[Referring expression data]
[Start of Attachment]
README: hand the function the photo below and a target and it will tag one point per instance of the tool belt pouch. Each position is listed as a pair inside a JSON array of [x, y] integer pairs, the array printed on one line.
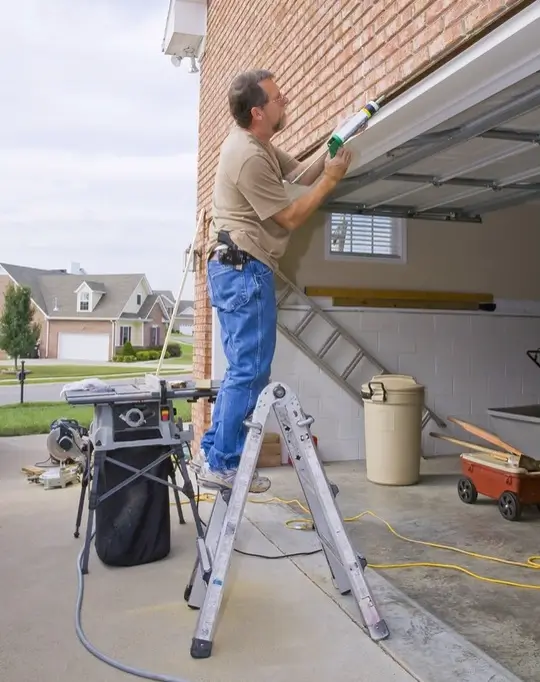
[[232, 255]]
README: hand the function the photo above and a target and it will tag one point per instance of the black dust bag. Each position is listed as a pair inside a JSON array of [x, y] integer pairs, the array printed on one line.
[[133, 525]]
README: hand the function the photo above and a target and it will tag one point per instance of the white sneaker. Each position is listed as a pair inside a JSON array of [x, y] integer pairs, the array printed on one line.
[[225, 479]]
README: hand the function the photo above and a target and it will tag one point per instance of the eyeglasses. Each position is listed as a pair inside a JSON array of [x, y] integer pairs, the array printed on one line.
[[281, 99]]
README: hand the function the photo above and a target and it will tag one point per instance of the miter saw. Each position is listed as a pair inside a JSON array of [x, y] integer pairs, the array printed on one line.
[[67, 445]]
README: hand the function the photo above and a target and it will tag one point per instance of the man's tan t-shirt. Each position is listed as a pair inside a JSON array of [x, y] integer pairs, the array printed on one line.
[[249, 190]]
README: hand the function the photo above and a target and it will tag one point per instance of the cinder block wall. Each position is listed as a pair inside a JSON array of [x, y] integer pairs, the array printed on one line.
[[328, 57]]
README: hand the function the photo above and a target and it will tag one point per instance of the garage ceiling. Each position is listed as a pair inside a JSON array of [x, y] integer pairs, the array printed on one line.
[[485, 159]]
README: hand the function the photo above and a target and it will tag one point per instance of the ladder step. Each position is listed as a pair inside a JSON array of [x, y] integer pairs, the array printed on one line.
[[285, 293], [304, 323], [352, 365], [318, 357], [346, 564], [330, 341]]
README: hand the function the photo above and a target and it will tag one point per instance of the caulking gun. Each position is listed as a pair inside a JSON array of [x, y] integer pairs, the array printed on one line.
[[352, 126], [346, 131]]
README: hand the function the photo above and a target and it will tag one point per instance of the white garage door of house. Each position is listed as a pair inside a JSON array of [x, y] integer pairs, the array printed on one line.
[[83, 346]]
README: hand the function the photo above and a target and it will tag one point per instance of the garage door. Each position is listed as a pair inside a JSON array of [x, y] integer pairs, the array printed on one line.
[[83, 346]]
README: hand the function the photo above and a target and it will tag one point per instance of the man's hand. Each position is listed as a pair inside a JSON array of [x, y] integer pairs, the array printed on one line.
[[337, 167], [296, 214]]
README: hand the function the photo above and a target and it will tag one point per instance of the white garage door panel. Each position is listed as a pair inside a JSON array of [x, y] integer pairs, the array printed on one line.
[[83, 346]]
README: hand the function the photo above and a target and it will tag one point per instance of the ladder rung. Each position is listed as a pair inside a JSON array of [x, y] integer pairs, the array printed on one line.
[[334, 336], [283, 295], [351, 366], [339, 331], [304, 322]]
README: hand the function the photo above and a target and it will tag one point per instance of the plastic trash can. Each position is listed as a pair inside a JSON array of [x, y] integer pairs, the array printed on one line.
[[393, 406]]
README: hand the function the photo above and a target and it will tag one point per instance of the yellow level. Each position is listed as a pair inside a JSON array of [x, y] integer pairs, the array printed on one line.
[[404, 303]]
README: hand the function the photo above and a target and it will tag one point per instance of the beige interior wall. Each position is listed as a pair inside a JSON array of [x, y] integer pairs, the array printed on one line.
[[500, 256]]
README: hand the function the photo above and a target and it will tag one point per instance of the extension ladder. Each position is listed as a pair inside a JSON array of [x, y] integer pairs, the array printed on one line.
[[207, 583], [351, 352]]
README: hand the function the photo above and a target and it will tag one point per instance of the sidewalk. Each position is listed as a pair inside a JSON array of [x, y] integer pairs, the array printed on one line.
[[276, 624]]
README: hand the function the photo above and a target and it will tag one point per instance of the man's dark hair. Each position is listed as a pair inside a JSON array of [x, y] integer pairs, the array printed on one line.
[[246, 93]]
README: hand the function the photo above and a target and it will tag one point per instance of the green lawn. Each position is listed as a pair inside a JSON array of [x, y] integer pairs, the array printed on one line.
[[36, 418], [45, 372]]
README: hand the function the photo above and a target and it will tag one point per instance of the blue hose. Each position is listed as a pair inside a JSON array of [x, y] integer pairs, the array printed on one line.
[[103, 657]]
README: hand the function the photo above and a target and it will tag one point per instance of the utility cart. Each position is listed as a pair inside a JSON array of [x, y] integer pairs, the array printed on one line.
[[510, 484]]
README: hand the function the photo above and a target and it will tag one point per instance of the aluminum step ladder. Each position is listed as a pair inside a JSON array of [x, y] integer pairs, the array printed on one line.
[[352, 355], [214, 551]]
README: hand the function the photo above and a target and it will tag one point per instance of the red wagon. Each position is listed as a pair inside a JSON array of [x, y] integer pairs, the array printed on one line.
[[512, 486]]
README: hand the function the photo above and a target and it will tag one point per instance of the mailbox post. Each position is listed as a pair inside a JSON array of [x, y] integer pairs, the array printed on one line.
[[22, 377]]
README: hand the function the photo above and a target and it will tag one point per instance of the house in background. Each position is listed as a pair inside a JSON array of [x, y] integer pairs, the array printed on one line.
[[441, 196], [87, 317], [183, 323]]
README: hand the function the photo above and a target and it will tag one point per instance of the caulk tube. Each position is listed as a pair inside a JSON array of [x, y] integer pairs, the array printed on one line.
[[352, 126]]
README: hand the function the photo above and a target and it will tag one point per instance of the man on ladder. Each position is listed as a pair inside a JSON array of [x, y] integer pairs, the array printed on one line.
[[252, 220]]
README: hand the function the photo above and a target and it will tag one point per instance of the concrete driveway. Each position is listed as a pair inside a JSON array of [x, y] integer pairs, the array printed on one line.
[[277, 625]]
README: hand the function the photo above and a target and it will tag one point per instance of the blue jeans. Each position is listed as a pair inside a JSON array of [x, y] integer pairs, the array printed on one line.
[[246, 307]]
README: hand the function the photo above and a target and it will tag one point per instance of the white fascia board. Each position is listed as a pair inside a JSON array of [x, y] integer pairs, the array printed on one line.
[[507, 55]]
[End of Attachment]
WHAT IS BEING ASKED → All the lines above must be written out exactly, without a single picture.

EXERCISE RESPONSE →
README: hand the function the photo below and a target and it will tag one point per instance of the tool belt pouch. Each position is listed as a pair inside a JSON array of [x, y] integer pairs, the array printed on one line.
[[232, 255]]
README: hand the function the photo above and a target and it will tag one point per instance of the black dust bag. Each position is listed as a pair inside a JSON array of [x, y] integer pairs, the array printed on one line.
[[133, 525]]
README: hand the function the photo above and a target and it will tag one point per instance of the white sneaker. Each position is listed as a pair inside a JSON array of [x, y] integer pairs, the array printed on one line.
[[225, 479]]
README: hand the function the photo above and a target and it will tag one point per instance of the eyeglasses. Each position is listed as a pair inside a JSON array of [x, y] integer pairs, the array printed on one line.
[[281, 99]]
README: hand the function the photo above and a target and it will tag one point per instance of the miter saw. Each position is listed as a pair inside a JSON array of [x, y] integer pairs, the array printed on one line.
[[67, 445]]
README: hand the function the photo above and a target and it will tag one point per instance of the man's tan t-shirt. Each position is listed as a pair inside a JSON array of [x, y] integer pairs, the array printed on one line.
[[249, 190]]
README: hand the function the photo above and a target and it will tag one point per instance of the cinder block wall. Each position is listed as a pair inside a JSON array of [x, y] integer pairs, the array printed on one line.
[[328, 57]]
README: hand the function the photo above and a target and it will tag one point per instance of the garage ceiling. Each position is listed as a pair inside a JSON array of [x, y] integer pairs, the array printed on one line.
[[485, 159]]
README: hand the function the photo above and a target and it will tag one point per instance of the ladder step. Each position is listed as a pair inside a JSON array of [x, y] integer pairs, the array printed on one line.
[[285, 293], [304, 323], [352, 365], [318, 357], [346, 564], [330, 341]]
README: hand the function the photo above and a target and it will tag one point per instance of the caulking gun. Each position is listed as a pair inside a JSON array of [x, y] integer pairs, the array printed on one line.
[[352, 126], [346, 131]]
README: hand the function the photo above and a target and it will tag one point per instance of the white garage door of house. Each position is listed as a pair inside a JSON array of [x, y] integer pairs, the array printed on one line.
[[83, 346]]
README: hand the function the photo above and a target and it will tag one point per instance of the garage door. Each position is listed as a pair inside a JSON array of [x, y] integer pairs, the array printed on one line.
[[83, 346]]
README: hand the function the photo above and a target and it will tag one point per instance of the man's hand. Each position is listed as a pair inside a JSON array of [x, y] integer pairs, the array printed on one line.
[[337, 167], [296, 214]]
README: hand the function the photo above and a target and it will tag one point per instance of the white garage door panel. Each position is listed as a pair inside a JSON array of [x, y] integer pairs, the array printed on one line.
[[83, 346]]
README: hand the function the photo above and a target and it will tag one point per instance of the ladder rung. Each position is listed as a pair inside a JSON array of [x, y] integer pairs, the array printed on one line.
[[334, 336], [283, 295], [351, 366], [339, 331], [304, 322]]
README: hand the function the photo above and a target and it will tag one point per instance of the plastic trash can. Each position is listed as a pair inside a JSON array of [x, y] integer pairs, the array printed on one line.
[[393, 406]]
README: hand the function the photo above and a target and it will tag one point per instance of the yellow level. Each position is listed as a pair inside a JSON array of [x, y] integer pairs, the array printed on one line.
[[404, 303]]
README: hand the function the photo above and a target and it will tag one point per instance of the beige interior wall. Each position is listed as a pair inside a JSON array of [x, y] integer pairs, the array printed on one line.
[[500, 256]]
README: hand the function the photo above and a target and it will tag one point per instance of the extension ladder. Each position is listed as a pair inside a JSON array of [x, y] integer pairs, the array printed on one line.
[[207, 583], [351, 352]]
README: hand the function the photo above and a target and it will tag one point per instance of the sidewalk. Each position is listed as a pair inside a JSON array of [x, y] integer pairs, the array printed on one line.
[[276, 624]]
README: hand the function the photo above and a target and it will tag one point per instance of the man's dark hair. Each position is listed as a pair inside a JSON array of [x, y] integer pairs, the array printed on one line.
[[246, 93]]
README: hand the function the photo above and a target and it will tag one point per instance of the green lawn. Each position is listed as a pair inside a JSON array of [x, y] integer pairs, the array printed on one line.
[[36, 418], [45, 372]]
README: hand the function the photo above and a target and it will tag one point per instance of the blue hose. Each position is listed as a pair inside a JSON array of [x, y] integer pairs, the array printed on one line.
[[103, 657]]
README: hand the function the photo above and a target and it will tag one point per instance of the utility cart. Each position is listed as a pair inside a JSON array of [x, y] integer pairs, the array printed on one line.
[[510, 484]]
README: hand the function the photo above and a target and it will tag one point per instance of the aluminum step ladder. Each position is listed as a pair inside a JSON array of [x, y] integer pairs, the array printed on one line.
[[352, 355], [214, 551]]
README: hand the function the photo above and a target and it will tag one point per instance of the red wagon. Each position is listed as a pair inside a JSON array of [x, y] integer pairs, the array printed on one line.
[[512, 486]]
README: hand the function the photo above and a target and it will tag one point per instance of the mailbox post. Each position is listed as a pair inside a JSON array of [x, y] integer pairs, the array printed on one line.
[[22, 377]]
README: hand the function the photo above and a target and it will tag one point per instance of the house in background. Each position is listed as a pair inside a JSON array of [x, y] integer pairs, the array printed on one line.
[[441, 196], [87, 317], [183, 323]]
README: hand the function the photo above and a target and it will tag one point per instance of the caulk tube. Each position is listed as a pair inside a JSON array of [x, y] integer pairs, the array printed on one line.
[[352, 126]]
README: hand the function the photo above and a target and it will tag one point per instance of the man on ladder. Each position is listed as a pair inside a JSON array of [x, y] integer pairs, the array printed on one line.
[[252, 220]]
README: hand the function the photo above and a target and it will tag one point per instance of the concrete driveway. Each position is listed as a pair inside a JSON array of [x, y] integer pairs, the array printed on one line.
[[277, 625]]
README: hand the function the photo above and a target and it will tag one point per instance of the blue jeans. Each position is listed as a pair inside a JSON array of [x, y] integer pairs, the array printed on one line.
[[246, 307]]
README: hand the function the photo above and a target and it will tag one point per instance of the white fascia board. Each position is listed as a pair inside a JSON array of [x, y] integer pairs, the array printed on one line.
[[507, 55]]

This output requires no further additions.